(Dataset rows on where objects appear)
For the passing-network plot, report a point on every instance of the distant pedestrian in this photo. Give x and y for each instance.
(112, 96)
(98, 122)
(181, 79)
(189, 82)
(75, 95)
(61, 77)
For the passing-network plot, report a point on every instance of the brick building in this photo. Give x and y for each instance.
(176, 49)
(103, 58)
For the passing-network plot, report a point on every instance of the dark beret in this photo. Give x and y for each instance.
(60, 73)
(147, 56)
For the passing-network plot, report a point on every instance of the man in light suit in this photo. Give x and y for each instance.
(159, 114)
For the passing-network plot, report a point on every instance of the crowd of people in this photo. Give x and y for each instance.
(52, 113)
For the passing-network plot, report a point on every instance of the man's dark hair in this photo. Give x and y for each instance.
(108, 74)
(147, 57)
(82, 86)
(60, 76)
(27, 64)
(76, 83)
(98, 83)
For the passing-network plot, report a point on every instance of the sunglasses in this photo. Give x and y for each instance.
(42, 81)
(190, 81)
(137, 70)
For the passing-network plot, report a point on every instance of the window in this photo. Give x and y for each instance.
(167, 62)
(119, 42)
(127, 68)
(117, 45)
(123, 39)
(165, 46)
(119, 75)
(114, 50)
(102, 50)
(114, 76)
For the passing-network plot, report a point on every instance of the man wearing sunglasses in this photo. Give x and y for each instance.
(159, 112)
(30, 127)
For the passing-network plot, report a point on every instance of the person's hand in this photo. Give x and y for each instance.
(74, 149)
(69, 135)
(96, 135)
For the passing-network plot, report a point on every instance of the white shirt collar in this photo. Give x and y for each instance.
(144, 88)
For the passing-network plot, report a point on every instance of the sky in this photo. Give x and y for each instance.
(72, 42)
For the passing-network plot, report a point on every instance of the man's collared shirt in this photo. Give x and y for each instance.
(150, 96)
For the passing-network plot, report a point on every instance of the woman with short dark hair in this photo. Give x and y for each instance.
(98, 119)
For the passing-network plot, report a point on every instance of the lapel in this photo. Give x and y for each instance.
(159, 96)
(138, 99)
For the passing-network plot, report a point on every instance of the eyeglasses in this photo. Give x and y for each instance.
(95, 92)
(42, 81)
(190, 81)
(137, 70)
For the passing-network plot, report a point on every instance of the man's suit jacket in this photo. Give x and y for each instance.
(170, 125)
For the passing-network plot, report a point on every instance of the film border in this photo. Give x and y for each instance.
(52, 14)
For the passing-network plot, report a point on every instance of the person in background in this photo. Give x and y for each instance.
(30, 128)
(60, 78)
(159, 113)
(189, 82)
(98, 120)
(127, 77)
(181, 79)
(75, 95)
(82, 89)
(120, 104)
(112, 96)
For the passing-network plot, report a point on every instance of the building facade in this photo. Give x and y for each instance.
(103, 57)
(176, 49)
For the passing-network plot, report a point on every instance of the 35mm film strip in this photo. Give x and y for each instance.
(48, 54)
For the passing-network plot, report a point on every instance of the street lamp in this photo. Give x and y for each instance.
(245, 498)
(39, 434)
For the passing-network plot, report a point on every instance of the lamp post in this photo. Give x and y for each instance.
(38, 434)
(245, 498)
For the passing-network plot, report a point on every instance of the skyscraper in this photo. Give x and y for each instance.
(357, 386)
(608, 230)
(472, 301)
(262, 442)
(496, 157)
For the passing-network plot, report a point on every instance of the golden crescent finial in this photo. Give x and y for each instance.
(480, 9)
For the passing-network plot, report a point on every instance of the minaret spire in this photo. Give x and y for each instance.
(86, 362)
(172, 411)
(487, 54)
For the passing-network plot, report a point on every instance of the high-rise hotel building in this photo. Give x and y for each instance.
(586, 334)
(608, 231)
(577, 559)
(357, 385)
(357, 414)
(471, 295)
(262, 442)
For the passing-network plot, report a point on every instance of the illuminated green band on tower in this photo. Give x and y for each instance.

- The exercise
Set down all of the data above, word for word.

- Output
For the passing-network plot, report a point on every instance of the distant pedestrian in this photo. Give x and y for each instance.
(112, 96)
(98, 122)
(181, 79)
(189, 82)
(75, 95)
(61, 77)
For the passing-network plot, report a point on every instance of the brick building in this photo. Give x and y for each instance.
(176, 49)
(103, 58)
For the passing-network plot, report a point on every instance of the dark beret in this photo. Give x and y for each instance.
(60, 73)
(147, 56)
For the passing-network plot, report a point on every instance of the man in light suit in this photo. Give x and y for each instance.
(159, 114)
For the passing-network plot, report a point on every instance of the crowd of people in this photo. Give x and y for each instance.
(52, 113)
For the passing-network plot, report a point on every instance of the man's dark hair in this photo. Give x and y for each instance.
(108, 74)
(147, 57)
(82, 86)
(60, 76)
(27, 64)
(76, 83)
(98, 83)
For the passing-network plot, report a point on every instance of the sunglasses in this photo. Give x and y for each instance.
(42, 81)
(190, 81)
(137, 70)
For the passing-network plot, report a point on every instance of the window in this photo. Give x and y for each instance.
(167, 62)
(119, 42)
(127, 68)
(117, 45)
(123, 39)
(165, 46)
(119, 75)
(114, 50)
(102, 50)
(114, 76)
For the passing-network plot, report a point on every instance of the man wearing sunglasses in this photo. Give x and y for each instance.
(159, 112)
(30, 127)
For the passing-network plot, report a point on every instance of the person's hand in this photo. Give x and y for each instance.
(74, 149)
(69, 135)
(96, 135)
For the passing-network plot, report a point on every instance of the white shirt collar in this photo. Give x and y for each instance.
(144, 88)
For the passing-network plot, report a point on every instance of the sky in this photo. Give x and y for each instance.
(72, 42)
For the passing-network plot, report a point on every instance of the man's collared shirt in this photo. Give x and y for each instance.
(150, 96)
For the passing-network plot, report a point on every instance of the woman with short dark hair in this photo. Give x and y for each instance.
(98, 119)
For the passing-network plot, report a point on every instance of the lapel in this photo. Give x and y for each instance.
(159, 96)
(138, 99)
For the passing-network plot, report a point on every instance of the eyeglasses in this photo. Give x and y for each instance.
(95, 92)
(42, 81)
(190, 81)
(137, 70)
For the passing-network plot, report a point on every instance of the man's suit jacket in this photo. Give x and y for each instance.
(170, 125)
For the passing-network plot, report a point on every instance of the film border in this photo. Give x and y for each instance.
(52, 14)
For the passing-network plot, report a point on every instance of the person in background in this photo. Give x and y for each instance.
(30, 128)
(60, 78)
(159, 113)
(189, 82)
(98, 120)
(127, 77)
(181, 79)
(75, 95)
(82, 89)
(120, 104)
(112, 96)
For the passing-network plot, report a point on every instance of the building facade in this photo. Give x and y for each instance.
(103, 57)
(176, 49)
For the passing-network plot, report a point on every instance of the 35mm film strip in this photo. Give x and y for each instance.
(48, 54)
For the passing-network plot, report a point on every instance of the street lamp in this photo. Give x and y for each instance.
(245, 498)
(39, 434)
For the passing-network plot, report a point on every instance of the lamp post in this photo. Give x and y for each instance.
(38, 434)
(245, 498)
For the passing-network plot, report a point on every instance of the skyscraper in this photo. Give x and y for each instance.
(357, 386)
(608, 230)
(472, 301)
(262, 442)
(496, 157)
For the passing-network plot, report a point on every instance of the golden crescent finial in this photo. Give x and y for each instance.
(480, 9)
For the passing-network plot, report a point on every instance of the minaret spire in this photo. Give x and y for each instance.
(86, 362)
(172, 411)
(487, 54)
For the passing-network plot, report a point on every instance of the high-rise hotel building in this photo. Give x and y for each instance.
(586, 334)
(608, 231)
(577, 559)
(357, 385)
(357, 414)
(471, 295)
(262, 442)
For the passing-network plot, report a point on every instance of the illuminated green band on tower in this photo. Give x and y for each instance.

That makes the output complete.